## Start

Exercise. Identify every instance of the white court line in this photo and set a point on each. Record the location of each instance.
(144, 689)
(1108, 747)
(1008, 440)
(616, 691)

## End

:: REQUIRED TASK ::
Reproduce all of the rows above word for word, changing nothing in any line.

:: EXPECTED ANSWER ::
Exercise. Identify every instance of the white court line in this photo and set a point on each. Record the location of each instance.
(144, 689)
(1108, 747)
(1008, 440)
(616, 691)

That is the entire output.